■ STORED ROWS
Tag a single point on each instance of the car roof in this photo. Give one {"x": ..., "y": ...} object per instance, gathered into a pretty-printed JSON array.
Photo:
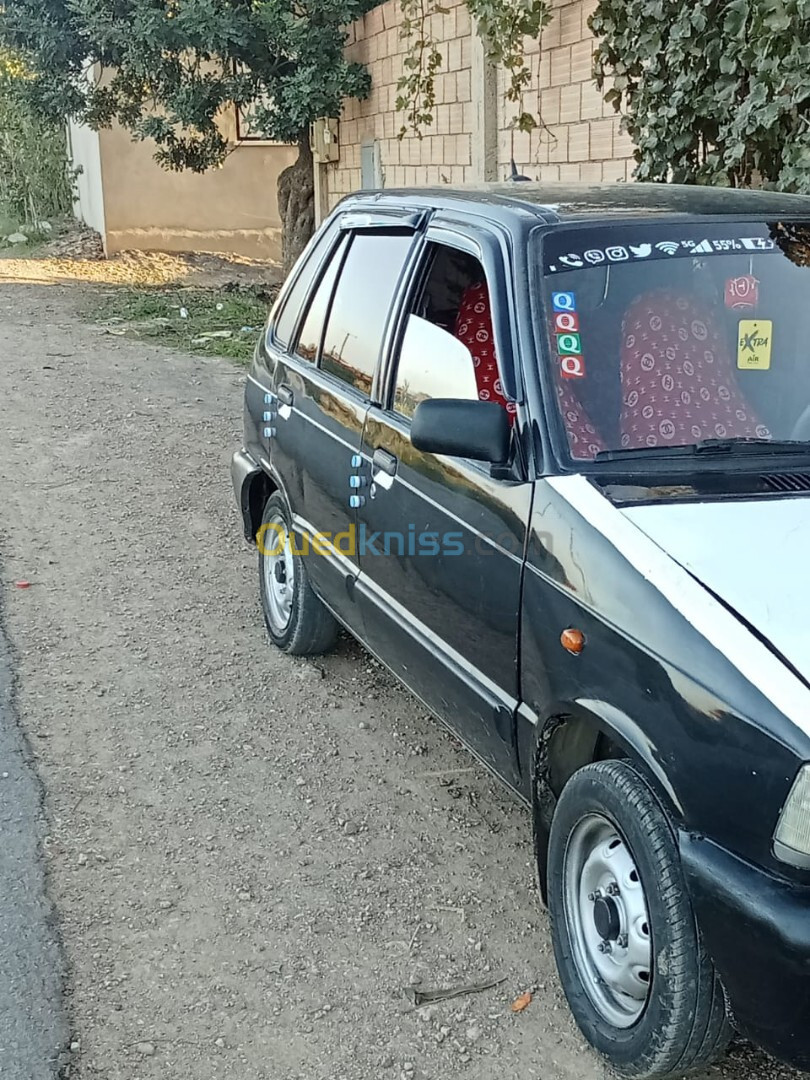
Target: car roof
[{"x": 557, "y": 203}]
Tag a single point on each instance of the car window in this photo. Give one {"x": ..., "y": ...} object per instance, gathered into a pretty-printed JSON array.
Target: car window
[
  {"x": 360, "y": 309},
  {"x": 432, "y": 364},
  {"x": 309, "y": 339},
  {"x": 284, "y": 325},
  {"x": 663, "y": 336},
  {"x": 448, "y": 346}
]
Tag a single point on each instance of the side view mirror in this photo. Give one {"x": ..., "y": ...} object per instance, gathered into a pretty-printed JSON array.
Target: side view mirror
[{"x": 462, "y": 429}]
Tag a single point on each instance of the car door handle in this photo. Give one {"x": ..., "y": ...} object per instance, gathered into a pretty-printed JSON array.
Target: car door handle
[{"x": 383, "y": 461}]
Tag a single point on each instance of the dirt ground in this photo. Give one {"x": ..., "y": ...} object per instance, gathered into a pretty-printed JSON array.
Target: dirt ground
[{"x": 252, "y": 858}]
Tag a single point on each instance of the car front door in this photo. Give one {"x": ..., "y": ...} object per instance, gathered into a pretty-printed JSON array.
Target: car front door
[
  {"x": 442, "y": 539},
  {"x": 323, "y": 387}
]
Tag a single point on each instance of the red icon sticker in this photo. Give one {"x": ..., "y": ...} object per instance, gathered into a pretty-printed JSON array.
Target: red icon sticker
[{"x": 742, "y": 293}]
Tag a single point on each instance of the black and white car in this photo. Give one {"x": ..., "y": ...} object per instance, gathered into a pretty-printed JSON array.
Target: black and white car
[{"x": 545, "y": 451}]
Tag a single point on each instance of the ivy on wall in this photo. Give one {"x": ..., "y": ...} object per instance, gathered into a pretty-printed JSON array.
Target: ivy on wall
[
  {"x": 503, "y": 27},
  {"x": 712, "y": 92}
]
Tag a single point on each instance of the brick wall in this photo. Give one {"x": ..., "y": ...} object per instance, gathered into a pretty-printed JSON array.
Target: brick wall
[
  {"x": 581, "y": 140},
  {"x": 444, "y": 154}
]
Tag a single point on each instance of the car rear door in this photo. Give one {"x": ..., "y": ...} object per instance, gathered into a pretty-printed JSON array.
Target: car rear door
[
  {"x": 323, "y": 386},
  {"x": 442, "y": 539}
]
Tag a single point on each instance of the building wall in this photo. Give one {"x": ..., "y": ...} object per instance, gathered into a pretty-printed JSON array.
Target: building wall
[
  {"x": 232, "y": 208},
  {"x": 86, "y": 159},
  {"x": 580, "y": 138}
]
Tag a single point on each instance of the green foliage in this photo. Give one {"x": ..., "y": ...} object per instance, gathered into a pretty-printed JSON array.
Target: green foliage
[
  {"x": 416, "y": 88},
  {"x": 503, "y": 26},
  {"x": 712, "y": 92},
  {"x": 34, "y": 176},
  {"x": 171, "y": 66}
]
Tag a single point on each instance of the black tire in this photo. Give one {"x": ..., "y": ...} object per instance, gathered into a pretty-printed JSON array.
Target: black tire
[
  {"x": 309, "y": 628},
  {"x": 684, "y": 1023}
]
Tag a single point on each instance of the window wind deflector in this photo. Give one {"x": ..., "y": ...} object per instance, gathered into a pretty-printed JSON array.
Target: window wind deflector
[{"x": 381, "y": 219}]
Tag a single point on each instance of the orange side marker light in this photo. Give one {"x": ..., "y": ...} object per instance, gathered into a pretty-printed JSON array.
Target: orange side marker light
[{"x": 572, "y": 640}]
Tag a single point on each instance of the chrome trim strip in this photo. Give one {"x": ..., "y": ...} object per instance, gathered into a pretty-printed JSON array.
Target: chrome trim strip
[{"x": 435, "y": 644}]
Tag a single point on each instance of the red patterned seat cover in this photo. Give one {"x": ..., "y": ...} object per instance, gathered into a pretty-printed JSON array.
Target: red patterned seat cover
[
  {"x": 584, "y": 442},
  {"x": 678, "y": 385},
  {"x": 474, "y": 329}
]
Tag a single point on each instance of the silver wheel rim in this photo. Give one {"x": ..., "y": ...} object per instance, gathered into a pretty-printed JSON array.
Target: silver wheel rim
[
  {"x": 279, "y": 572},
  {"x": 607, "y": 920}
]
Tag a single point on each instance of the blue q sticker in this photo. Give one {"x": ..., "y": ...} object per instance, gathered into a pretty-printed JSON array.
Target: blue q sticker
[{"x": 564, "y": 301}]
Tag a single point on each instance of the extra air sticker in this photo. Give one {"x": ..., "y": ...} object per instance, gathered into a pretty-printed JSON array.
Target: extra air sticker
[
  {"x": 754, "y": 345},
  {"x": 742, "y": 293}
]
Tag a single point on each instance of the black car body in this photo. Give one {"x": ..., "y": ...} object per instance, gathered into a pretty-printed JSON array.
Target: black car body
[{"x": 682, "y": 569}]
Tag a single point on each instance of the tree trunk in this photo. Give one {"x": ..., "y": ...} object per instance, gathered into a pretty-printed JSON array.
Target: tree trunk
[{"x": 296, "y": 204}]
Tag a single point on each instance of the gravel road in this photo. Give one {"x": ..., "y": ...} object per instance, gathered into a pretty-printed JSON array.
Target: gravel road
[
  {"x": 32, "y": 1025},
  {"x": 251, "y": 858}
]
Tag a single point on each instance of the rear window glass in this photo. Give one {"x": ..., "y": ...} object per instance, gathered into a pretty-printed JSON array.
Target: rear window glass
[{"x": 678, "y": 335}]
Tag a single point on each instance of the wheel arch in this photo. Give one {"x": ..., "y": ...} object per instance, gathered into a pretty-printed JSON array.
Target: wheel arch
[
  {"x": 576, "y": 734},
  {"x": 256, "y": 490}
]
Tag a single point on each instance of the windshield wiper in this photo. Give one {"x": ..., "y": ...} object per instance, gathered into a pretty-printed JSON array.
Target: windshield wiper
[{"x": 707, "y": 447}]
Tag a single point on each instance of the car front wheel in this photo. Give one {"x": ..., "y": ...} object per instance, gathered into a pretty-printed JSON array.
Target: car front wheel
[
  {"x": 296, "y": 620},
  {"x": 638, "y": 981}
]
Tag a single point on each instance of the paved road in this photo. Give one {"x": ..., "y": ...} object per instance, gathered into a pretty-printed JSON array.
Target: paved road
[{"x": 32, "y": 1025}]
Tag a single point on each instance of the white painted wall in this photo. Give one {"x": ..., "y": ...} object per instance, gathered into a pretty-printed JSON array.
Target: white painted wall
[{"x": 85, "y": 156}]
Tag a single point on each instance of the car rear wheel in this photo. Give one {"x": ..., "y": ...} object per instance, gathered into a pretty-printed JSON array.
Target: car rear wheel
[
  {"x": 638, "y": 981},
  {"x": 296, "y": 620}
]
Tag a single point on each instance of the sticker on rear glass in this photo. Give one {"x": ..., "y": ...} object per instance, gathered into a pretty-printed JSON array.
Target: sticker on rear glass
[
  {"x": 754, "y": 345},
  {"x": 572, "y": 366},
  {"x": 742, "y": 293},
  {"x": 563, "y": 301}
]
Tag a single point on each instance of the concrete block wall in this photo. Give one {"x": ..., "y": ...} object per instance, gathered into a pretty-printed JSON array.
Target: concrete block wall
[
  {"x": 444, "y": 154},
  {"x": 580, "y": 138}
]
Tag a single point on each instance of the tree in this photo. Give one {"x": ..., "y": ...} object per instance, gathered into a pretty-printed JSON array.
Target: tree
[
  {"x": 170, "y": 67},
  {"x": 714, "y": 91}
]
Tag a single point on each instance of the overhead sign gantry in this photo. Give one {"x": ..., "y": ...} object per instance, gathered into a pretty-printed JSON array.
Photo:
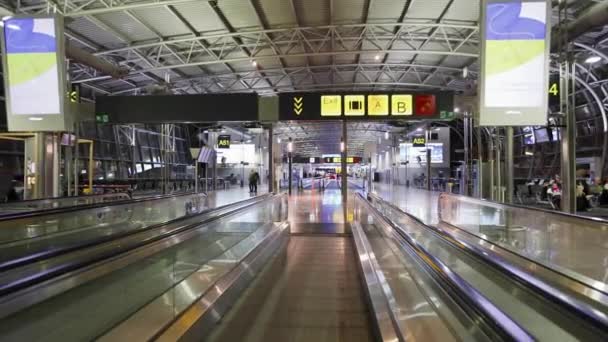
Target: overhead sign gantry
[{"x": 365, "y": 106}]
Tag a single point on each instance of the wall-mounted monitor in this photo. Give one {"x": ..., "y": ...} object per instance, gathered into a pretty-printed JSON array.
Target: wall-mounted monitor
[{"x": 541, "y": 135}]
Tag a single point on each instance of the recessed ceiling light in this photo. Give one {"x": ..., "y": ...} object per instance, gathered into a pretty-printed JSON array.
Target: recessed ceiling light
[{"x": 593, "y": 59}]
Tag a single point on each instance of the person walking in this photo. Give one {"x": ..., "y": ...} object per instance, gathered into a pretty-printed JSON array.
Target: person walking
[
  {"x": 252, "y": 181},
  {"x": 256, "y": 180}
]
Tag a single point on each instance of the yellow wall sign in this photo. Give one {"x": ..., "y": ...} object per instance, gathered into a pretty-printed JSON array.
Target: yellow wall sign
[
  {"x": 223, "y": 141},
  {"x": 331, "y": 105},
  {"x": 377, "y": 105},
  {"x": 354, "y": 105},
  {"x": 402, "y": 105}
]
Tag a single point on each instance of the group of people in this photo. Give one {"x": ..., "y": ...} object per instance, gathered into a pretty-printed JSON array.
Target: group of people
[
  {"x": 254, "y": 179},
  {"x": 586, "y": 190}
]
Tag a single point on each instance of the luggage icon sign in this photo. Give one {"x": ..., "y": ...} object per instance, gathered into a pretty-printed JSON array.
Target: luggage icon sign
[{"x": 298, "y": 105}]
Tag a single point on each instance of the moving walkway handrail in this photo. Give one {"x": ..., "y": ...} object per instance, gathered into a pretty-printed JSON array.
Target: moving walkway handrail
[
  {"x": 120, "y": 248},
  {"x": 582, "y": 310},
  {"x": 502, "y": 206},
  {"x": 22, "y": 261},
  {"x": 471, "y": 300},
  {"x": 60, "y": 210}
]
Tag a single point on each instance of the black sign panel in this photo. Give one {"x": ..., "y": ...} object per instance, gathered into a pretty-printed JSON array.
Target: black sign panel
[
  {"x": 365, "y": 106},
  {"x": 178, "y": 108},
  {"x": 326, "y": 160},
  {"x": 223, "y": 141},
  {"x": 419, "y": 142}
]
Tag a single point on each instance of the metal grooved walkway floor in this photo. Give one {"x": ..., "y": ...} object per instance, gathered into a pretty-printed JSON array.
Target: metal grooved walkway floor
[{"x": 310, "y": 291}]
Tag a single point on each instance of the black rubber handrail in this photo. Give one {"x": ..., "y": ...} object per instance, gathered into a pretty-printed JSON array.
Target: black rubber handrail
[
  {"x": 52, "y": 211},
  {"x": 506, "y": 205},
  {"x": 35, "y": 257},
  {"x": 6, "y": 289},
  {"x": 469, "y": 298},
  {"x": 581, "y": 310}
]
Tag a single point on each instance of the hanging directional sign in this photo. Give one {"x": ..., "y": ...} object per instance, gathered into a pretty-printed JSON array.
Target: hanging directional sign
[
  {"x": 419, "y": 141},
  {"x": 298, "y": 105},
  {"x": 223, "y": 141},
  {"x": 365, "y": 106}
]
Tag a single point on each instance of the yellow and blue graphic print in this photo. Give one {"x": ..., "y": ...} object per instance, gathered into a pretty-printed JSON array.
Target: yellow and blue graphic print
[
  {"x": 515, "y": 46},
  {"x": 31, "y": 58}
]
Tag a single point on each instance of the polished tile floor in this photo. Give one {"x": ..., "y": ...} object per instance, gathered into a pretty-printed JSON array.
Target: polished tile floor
[{"x": 310, "y": 291}]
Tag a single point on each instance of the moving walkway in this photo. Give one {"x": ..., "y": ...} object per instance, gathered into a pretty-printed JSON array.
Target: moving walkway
[{"x": 253, "y": 273}]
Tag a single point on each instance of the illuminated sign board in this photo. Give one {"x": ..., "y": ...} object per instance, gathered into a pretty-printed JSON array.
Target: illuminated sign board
[
  {"x": 326, "y": 160},
  {"x": 375, "y": 106},
  {"x": 223, "y": 141},
  {"x": 378, "y": 105},
  {"x": 402, "y": 105},
  {"x": 34, "y": 73},
  {"x": 354, "y": 105},
  {"x": 331, "y": 105},
  {"x": 515, "y": 62},
  {"x": 419, "y": 141},
  {"x": 554, "y": 93}
]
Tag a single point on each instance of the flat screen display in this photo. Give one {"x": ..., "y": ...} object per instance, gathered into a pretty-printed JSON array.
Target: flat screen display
[
  {"x": 410, "y": 153},
  {"x": 541, "y": 135},
  {"x": 237, "y": 154}
]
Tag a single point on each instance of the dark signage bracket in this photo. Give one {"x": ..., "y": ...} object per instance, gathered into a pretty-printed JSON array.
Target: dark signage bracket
[{"x": 179, "y": 108}]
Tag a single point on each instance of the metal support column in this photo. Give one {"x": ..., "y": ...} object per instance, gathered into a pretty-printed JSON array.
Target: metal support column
[
  {"x": 196, "y": 175},
  {"x": 480, "y": 162},
  {"x": 77, "y": 159},
  {"x": 270, "y": 160},
  {"x": 428, "y": 159},
  {"x": 289, "y": 156},
  {"x": 344, "y": 165},
  {"x": 492, "y": 164},
  {"x": 568, "y": 135},
  {"x": 464, "y": 190},
  {"x": 499, "y": 183},
  {"x": 567, "y": 72},
  {"x": 369, "y": 174},
  {"x": 509, "y": 172}
]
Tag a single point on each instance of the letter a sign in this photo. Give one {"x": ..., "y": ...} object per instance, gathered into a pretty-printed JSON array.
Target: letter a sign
[{"x": 223, "y": 141}]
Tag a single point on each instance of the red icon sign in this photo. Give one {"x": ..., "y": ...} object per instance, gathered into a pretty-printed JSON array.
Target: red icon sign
[{"x": 425, "y": 105}]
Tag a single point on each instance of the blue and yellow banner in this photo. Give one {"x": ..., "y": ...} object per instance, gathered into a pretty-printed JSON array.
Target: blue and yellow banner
[{"x": 515, "y": 52}]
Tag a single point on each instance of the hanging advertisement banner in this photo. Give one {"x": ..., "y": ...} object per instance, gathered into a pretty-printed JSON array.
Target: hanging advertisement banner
[
  {"x": 514, "y": 62},
  {"x": 33, "y": 57}
]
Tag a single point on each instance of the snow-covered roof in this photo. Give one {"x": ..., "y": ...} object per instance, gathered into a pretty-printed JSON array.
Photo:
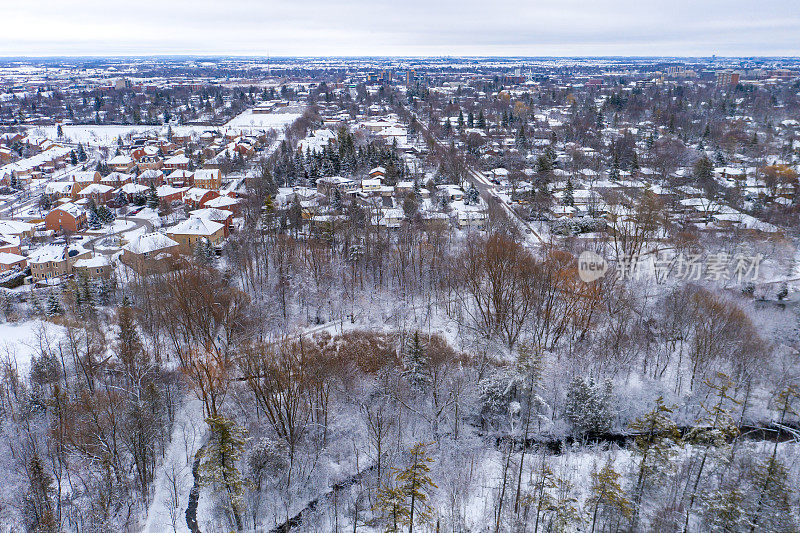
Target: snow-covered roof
[
  {"x": 149, "y": 242},
  {"x": 10, "y": 259},
  {"x": 196, "y": 226},
  {"x": 222, "y": 201},
  {"x": 217, "y": 215},
  {"x": 98, "y": 261},
  {"x": 134, "y": 188},
  {"x": 96, "y": 188},
  {"x": 70, "y": 208}
]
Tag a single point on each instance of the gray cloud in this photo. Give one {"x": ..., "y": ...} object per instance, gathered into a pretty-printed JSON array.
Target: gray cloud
[{"x": 414, "y": 27}]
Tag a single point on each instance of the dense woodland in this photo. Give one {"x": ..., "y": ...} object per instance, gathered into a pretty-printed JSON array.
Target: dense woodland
[{"x": 356, "y": 378}]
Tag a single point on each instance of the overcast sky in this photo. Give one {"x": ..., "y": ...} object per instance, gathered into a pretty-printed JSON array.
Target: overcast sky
[{"x": 400, "y": 27}]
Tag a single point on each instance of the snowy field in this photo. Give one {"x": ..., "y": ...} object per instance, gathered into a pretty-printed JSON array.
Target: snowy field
[
  {"x": 248, "y": 120},
  {"x": 21, "y": 341},
  {"x": 105, "y": 135}
]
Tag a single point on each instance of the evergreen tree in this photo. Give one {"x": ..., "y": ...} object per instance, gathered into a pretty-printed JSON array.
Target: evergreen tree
[
  {"x": 656, "y": 435},
  {"x": 408, "y": 503},
  {"x": 336, "y": 200},
  {"x": 296, "y": 213},
  {"x": 152, "y": 198},
  {"x": 588, "y": 406},
  {"x": 53, "y": 305},
  {"x": 415, "y": 363},
  {"x": 218, "y": 468},
  {"x": 569, "y": 194},
  {"x": 606, "y": 499},
  {"x": 473, "y": 195},
  {"x": 521, "y": 140},
  {"x": 39, "y": 499},
  {"x": 204, "y": 251}
]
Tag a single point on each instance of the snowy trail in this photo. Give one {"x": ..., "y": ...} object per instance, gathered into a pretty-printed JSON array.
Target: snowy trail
[{"x": 173, "y": 482}]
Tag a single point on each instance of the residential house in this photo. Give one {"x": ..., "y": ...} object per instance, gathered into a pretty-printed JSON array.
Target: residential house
[
  {"x": 67, "y": 217},
  {"x": 55, "y": 261},
  {"x": 98, "y": 266},
  {"x": 101, "y": 194},
  {"x": 9, "y": 261},
  {"x": 224, "y": 202},
  {"x": 180, "y": 178},
  {"x": 344, "y": 185},
  {"x": 189, "y": 232},
  {"x": 150, "y": 252},
  {"x": 217, "y": 215},
  {"x": 207, "y": 178},
  {"x": 176, "y": 162},
  {"x": 197, "y": 197},
  {"x": 122, "y": 163}
]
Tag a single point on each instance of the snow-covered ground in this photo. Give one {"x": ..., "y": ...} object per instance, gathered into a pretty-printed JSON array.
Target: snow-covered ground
[
  {"x": 105, "y": 135},
  {"x": 21, "y": 341},
  {"x": 248, "y": 120},
  {"x": 167, "y": 511}
]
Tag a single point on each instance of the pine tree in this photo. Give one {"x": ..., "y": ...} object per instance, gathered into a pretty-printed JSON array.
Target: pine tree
[
  {"x": 415, "y": 363},
  {"x": 53, "y": 305},
  {"x": 569, "y": 194},
  {"x": 39, "y": 499},
  {"x": 218, "y": 468},
  {"x": 408, "y": 503},
  {"x": 588, "y": 406},
  {"x": 606, "y": 498},
  {"x": 472, "y": 195},
  {"x": 656, "y": 435},
  {"x": 391, "y": 504},
  {"x": 152, "y": 198},
  {"x": 336, "y": 200},
  {"x": 521, "y": 140}
]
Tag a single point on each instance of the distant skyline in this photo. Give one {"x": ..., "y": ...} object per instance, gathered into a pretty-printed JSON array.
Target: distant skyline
[{"x": 402, "y": 28}]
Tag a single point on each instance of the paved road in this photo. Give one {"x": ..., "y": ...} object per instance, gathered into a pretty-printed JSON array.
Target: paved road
[
  {"x": 139, "y": 223},
  {"x": 488, "y": 190}
]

■ STATED EXERCISE
All lines from the line containing "Tag a single point on each instance of the residential" through the end of the listing above are to be duplicated exactly; include both ends and nothing further.

■ ANSWER BELOW
Tag a single point on each instance of the residential house in this photo. Give one {"x": ..., "y": ...} object per instance, gathered into a pretty-printed JSON array.
Target: residential house
[
  {"x": 67, "y": 217},
  {"x": 55, "y": 261},
  {"x": 98, "y": 266},
  {"x": 101, "y": 194},
  {"x": 9, "y": 261},
  {"x": 224, "y": 202},
  {"x": 180, "y": 178},
  {"x": 344, "y": 185},
  {"x": 189, "y": 232},
  {"x": 150, "y": 252},
  {"x": 217, "y": 215},
  {"x": 207, "y": 178},
  {"x": 176, "y": 162},
  {"x": 197, "y": 197},
  {"x": 122, "y": 163}
]
Tag a single point on each instance of the snow-covered ground in this photo. Give one {"x": ..., "y": ...} object per instance, gathered into a pretty-printed JSON array.
Target: snow-covered ground
[
  {"x": 105, "y": 135},
  {"x": 21, "y": 341},
  {"x": 248, "y": 120},
  {"x": 167, "y": 511}
]
Tag a single point on each instance of the pine tree in this photo. Give one {"x": ..., "y": ...} object per instance, gathered into a pretty-printed JSON array.
Target: pine tree
[
  {"x": 415, "y": 363},
  {"x": 53, "y": 305},
  {"x": 569, "y": 194},
  {"x": 39, "y": 499},
  {"x": 218, "y": 468},
  {"x": 408, "y": 503},
  {"x": 588, "y": 406},
  {"x": 606, "y": 498},
  {"x": 472, "y": 195},
  {"x": 656, "y": 435},
  {"x": 391, "y": 504},
  {"x": 152, "y": 198},
  {"x": 336, "y": 200},
  {"x": 521, "y": 140}
]
Tag a single point on each instance of the distant skyline in this photo. Give one {"x": ..., "y": ...} object per instance, gathered into a pretty-printed JSON array.
Target: distant skyline
[{"x": 402, "y": 28}]
Tag a single point on each instance of the paved road in this photo. Give one {"x": ..., "y": ...} object per instance, gathered into a pretty-printed JSON array.
Target: paved road
[
  {"x": 139, "y": 223},
  {"x": 488, "y": 190}
]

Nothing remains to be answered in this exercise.